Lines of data
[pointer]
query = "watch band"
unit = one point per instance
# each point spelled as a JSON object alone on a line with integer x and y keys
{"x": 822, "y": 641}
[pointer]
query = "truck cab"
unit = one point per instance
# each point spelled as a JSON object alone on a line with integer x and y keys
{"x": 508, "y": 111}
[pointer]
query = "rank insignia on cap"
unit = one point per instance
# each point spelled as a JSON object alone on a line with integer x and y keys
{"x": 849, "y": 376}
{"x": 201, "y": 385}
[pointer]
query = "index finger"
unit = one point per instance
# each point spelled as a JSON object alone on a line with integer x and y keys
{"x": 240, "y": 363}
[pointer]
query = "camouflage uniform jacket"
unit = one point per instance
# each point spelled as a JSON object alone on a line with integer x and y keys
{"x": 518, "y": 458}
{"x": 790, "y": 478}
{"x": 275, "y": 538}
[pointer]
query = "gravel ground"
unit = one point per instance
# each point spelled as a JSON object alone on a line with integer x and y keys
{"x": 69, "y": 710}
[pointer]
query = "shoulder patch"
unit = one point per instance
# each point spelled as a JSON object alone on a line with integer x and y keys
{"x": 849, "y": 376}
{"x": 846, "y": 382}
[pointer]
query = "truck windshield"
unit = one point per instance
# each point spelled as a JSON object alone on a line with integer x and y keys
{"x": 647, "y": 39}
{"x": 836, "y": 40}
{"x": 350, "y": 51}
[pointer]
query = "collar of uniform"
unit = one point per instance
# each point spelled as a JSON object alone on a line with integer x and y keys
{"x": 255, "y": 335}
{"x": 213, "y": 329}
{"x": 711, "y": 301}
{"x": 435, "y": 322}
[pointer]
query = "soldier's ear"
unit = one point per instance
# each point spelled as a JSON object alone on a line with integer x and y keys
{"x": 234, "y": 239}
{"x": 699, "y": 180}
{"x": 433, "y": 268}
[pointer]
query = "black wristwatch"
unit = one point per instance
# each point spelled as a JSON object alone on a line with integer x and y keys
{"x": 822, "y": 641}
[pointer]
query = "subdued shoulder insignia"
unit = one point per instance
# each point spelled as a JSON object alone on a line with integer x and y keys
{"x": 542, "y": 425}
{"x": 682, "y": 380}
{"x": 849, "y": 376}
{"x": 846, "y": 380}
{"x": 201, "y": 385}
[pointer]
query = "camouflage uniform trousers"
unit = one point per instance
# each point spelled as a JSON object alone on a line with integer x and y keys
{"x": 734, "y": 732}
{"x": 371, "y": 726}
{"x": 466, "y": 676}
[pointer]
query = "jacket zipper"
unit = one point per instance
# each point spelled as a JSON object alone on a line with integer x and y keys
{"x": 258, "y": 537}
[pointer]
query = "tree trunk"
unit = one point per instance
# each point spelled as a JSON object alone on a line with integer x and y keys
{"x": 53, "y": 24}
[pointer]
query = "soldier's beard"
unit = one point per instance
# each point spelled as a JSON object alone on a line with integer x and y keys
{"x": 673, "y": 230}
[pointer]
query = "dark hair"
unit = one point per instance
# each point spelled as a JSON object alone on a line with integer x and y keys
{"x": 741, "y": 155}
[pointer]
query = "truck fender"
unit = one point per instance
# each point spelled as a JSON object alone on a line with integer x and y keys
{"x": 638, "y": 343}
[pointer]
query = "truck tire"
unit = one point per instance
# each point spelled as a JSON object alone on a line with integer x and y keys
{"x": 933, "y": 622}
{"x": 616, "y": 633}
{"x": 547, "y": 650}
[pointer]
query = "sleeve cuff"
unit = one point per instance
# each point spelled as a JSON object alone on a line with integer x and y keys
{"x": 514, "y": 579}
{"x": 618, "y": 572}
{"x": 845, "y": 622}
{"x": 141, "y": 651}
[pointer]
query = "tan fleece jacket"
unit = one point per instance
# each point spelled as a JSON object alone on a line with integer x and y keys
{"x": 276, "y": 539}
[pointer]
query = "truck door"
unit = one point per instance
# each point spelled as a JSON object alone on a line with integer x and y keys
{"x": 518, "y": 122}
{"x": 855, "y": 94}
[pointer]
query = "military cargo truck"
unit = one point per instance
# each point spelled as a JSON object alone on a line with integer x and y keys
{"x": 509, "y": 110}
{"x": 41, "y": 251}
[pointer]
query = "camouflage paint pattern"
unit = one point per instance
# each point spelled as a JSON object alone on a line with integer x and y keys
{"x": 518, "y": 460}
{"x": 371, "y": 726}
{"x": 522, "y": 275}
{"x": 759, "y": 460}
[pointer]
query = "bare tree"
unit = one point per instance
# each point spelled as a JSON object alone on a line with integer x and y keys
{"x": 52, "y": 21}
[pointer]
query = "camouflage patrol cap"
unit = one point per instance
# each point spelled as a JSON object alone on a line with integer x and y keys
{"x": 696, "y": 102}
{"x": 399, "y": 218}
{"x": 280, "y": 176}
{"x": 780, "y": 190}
==
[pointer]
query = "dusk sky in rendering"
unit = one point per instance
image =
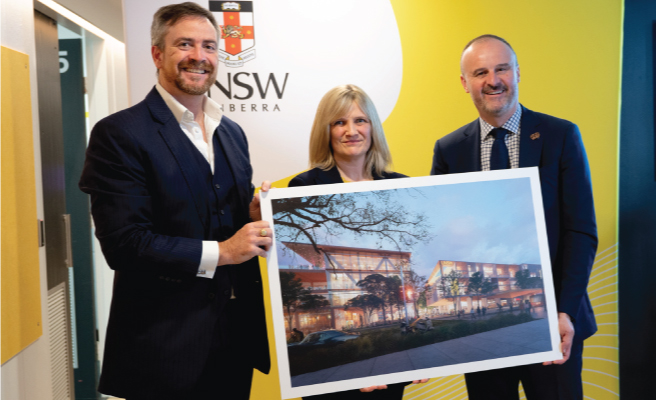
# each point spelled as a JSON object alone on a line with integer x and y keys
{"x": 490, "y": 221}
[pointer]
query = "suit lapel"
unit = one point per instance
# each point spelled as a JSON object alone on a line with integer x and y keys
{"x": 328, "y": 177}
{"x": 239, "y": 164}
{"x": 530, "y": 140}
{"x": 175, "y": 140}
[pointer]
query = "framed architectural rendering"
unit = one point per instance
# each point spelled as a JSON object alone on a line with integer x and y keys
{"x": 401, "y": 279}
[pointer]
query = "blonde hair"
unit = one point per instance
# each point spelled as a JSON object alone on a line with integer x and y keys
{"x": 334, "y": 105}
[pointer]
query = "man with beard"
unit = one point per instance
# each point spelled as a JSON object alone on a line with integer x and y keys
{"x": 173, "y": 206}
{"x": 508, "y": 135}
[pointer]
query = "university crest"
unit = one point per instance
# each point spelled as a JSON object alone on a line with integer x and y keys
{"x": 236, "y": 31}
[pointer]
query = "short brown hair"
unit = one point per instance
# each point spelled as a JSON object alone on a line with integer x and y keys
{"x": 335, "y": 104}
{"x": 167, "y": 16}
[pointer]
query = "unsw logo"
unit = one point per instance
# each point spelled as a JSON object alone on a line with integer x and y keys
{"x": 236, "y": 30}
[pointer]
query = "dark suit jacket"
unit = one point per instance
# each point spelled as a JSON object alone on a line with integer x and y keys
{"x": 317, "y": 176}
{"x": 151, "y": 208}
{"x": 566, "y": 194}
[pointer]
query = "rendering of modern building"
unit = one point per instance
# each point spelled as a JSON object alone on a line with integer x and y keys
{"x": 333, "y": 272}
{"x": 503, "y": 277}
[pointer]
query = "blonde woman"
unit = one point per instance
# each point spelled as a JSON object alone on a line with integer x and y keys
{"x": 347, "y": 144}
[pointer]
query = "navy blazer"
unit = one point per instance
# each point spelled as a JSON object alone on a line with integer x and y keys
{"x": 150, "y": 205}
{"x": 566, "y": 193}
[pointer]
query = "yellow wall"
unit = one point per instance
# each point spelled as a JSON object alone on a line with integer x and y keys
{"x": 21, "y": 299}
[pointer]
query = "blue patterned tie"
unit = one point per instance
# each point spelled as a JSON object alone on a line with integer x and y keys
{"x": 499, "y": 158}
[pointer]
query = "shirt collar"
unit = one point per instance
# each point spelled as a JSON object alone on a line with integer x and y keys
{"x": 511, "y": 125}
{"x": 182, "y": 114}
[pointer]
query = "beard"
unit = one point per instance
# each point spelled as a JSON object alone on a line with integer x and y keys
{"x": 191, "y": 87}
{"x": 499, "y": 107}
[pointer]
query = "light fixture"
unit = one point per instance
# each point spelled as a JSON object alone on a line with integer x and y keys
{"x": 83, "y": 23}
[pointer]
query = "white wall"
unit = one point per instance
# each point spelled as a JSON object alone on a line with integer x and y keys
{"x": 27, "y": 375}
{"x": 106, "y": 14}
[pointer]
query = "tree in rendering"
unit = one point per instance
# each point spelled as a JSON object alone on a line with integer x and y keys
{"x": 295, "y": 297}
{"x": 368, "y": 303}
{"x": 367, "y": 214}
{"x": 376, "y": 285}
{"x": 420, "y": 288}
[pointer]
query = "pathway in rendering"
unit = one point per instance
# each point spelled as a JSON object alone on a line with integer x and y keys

The request:
Please show every line above that contains the word "truck", copying each one in full.

Task result:
query = "truck cab"
query = "truck windshield"
query = "truck fender"
query = "truck tire"
query = "truck door"
query = "military cargo truck"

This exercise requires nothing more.